Ero ieri a Misano, per la prima volta onsite ad un Motogp. Pensavo avrei scritto oggi un post sul muro di tifosi del prato, dell'accoglienza a Valentino della curva rossa dei Ducatisti, dell'organizzazione approssimativa dei trasporti da/per il circuito, del marketing sofisticato ma per me troppo "freddo" di Dorna, delle 10 ore del viaggio di ritorno da Misano a Milano insieme a migliaia di tifosi, intasati su autostrada e autogrill.
Scrivo invece della morte di un pilota, Shoya Tomizawa, comunicata dallo speaker dell'autodromo in maniera anonima quando anche Vale Rossi - l'ultimo dei piloti ancora in pista a raccogliere il saluto dei tifosi - è rientrato ai box: "Si comunica che per le conseguenze dell'incidente in Moto2 la cerimonia di premiazione della Motogp verrà effettuata in forma ridotta" (a memoria, mi sembra di aver sentito una frase simile). Io francamente non ho ascoltato altre comunicazioni precedenti e solo dopo questo primo annuncio, al momento delle premiazioni lo speaker ha detto della morte del pilota. Fino a quel momento - perlomeno dove ero io nella tribuna di fronte ai box sul rettilineo di partenza - tutto era proseguito come se niente fosse successo.
Tomizawa è morto in sella alla sua passione durante quel tempo molle che è la tarda mattinata delle gare motoristiche (il cui top va in onda intorno alle 14.00 per ottimizzare l'audience TV). Sugli spalti il pubblico segue (a volte distrattamente) le gare minori e fa quelle cose che gli consentiranno poi di assistere nel migliore dei modi la gara principale. Dietro le quinte del circuito, dopo il warmup del primo mattino, in tempi fissati al secondo, le star della categoria principale adempiono brevemente ai loro obblighi con gli sponsor, avvenenti hostess portano gruppi di ospiti nell'area paddock per un tour tra camion e meccanici, i catering dei delle hospitality servono buffet invitanti.
Non è un mondo da condannare, ci lavoro anche. Ieri sera però era triste pensare che tutto fosse proseguito così come era stato previsto dal cerimoniale, che gli organizzatori abbiano pensato fosse meglio non disturbare il nostro divertimento, che fosse giusto dircelo alla fine.
Come scrivevo ieri in un tweet, la morte è oggettivamene troppo stridente con lo sport, i cui protagonisti stanno imparando a conviverci, forse per esorcizzarla, e quando si materializza al loro fianco sempre più sanno trattarla in modo deferente. Lo sport business, da questo punto di vista, deve affrontare uno stridore maggiore e nei fatti, spesso, non ha ancora capito come comportarsi.

#### COMPITO
Nel testo sulla giornata a Misano, perché il momento clou delle gare va in onda intorno alle 14.00? Rispondi in una o due frasi.

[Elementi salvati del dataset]
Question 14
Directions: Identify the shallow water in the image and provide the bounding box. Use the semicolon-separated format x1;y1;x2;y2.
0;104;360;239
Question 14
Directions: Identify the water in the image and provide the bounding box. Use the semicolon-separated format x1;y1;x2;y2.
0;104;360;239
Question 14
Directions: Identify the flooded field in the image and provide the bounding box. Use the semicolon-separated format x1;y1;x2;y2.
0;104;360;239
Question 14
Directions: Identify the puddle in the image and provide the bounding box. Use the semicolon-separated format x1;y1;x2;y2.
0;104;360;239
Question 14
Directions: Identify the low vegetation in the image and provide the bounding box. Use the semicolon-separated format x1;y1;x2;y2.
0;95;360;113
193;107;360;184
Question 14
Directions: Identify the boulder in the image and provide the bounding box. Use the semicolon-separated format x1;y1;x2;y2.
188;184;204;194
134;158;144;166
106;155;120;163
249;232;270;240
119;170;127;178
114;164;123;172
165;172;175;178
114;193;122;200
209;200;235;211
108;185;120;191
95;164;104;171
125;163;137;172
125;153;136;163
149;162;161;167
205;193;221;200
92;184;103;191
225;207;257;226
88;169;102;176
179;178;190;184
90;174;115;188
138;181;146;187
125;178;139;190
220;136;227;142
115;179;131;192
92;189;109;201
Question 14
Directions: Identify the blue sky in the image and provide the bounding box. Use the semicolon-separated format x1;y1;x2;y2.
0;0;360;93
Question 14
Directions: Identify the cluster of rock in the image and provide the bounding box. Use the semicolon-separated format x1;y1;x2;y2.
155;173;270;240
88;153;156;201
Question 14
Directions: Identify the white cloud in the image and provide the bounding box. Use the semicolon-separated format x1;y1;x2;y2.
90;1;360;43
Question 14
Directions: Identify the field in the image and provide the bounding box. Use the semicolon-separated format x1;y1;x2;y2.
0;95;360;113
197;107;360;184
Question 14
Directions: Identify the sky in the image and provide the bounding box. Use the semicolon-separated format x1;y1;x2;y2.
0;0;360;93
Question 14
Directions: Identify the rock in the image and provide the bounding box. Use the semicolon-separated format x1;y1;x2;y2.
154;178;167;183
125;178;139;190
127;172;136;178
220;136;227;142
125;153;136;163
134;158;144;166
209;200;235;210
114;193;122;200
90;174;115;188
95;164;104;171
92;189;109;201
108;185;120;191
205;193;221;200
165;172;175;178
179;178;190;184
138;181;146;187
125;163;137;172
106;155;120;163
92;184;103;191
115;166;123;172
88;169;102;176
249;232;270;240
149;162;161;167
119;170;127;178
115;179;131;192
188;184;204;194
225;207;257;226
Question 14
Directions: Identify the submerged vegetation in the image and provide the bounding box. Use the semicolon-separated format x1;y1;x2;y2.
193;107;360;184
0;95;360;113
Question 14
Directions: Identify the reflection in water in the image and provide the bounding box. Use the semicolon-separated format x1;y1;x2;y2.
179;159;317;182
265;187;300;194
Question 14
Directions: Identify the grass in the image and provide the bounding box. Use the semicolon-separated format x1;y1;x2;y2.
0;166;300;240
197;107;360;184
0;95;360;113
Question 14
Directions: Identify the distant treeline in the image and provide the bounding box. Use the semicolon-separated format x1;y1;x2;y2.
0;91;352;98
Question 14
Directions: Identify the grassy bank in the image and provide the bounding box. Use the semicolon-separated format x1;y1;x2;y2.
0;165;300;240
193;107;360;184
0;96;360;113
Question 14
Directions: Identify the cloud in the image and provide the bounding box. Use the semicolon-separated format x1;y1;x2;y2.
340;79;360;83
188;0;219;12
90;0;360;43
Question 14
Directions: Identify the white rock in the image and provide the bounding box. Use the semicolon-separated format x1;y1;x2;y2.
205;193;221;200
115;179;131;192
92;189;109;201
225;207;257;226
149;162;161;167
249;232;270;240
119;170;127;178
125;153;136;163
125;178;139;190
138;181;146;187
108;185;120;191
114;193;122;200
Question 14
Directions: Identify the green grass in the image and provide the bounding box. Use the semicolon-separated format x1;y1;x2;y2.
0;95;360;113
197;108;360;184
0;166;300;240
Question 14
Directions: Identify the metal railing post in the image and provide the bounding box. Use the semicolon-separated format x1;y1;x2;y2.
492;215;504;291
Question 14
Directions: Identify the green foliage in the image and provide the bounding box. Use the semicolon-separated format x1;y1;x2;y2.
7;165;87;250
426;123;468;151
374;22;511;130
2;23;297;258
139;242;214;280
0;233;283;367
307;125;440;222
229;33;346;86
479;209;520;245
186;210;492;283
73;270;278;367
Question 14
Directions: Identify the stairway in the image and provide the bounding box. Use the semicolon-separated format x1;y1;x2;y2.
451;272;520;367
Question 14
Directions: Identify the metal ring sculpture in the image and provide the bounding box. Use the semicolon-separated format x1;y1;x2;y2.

#### RISPOSTA
Il momento clou delle gare va in onda intorno alle 14.00 per ottimizzare l'audience televisiva.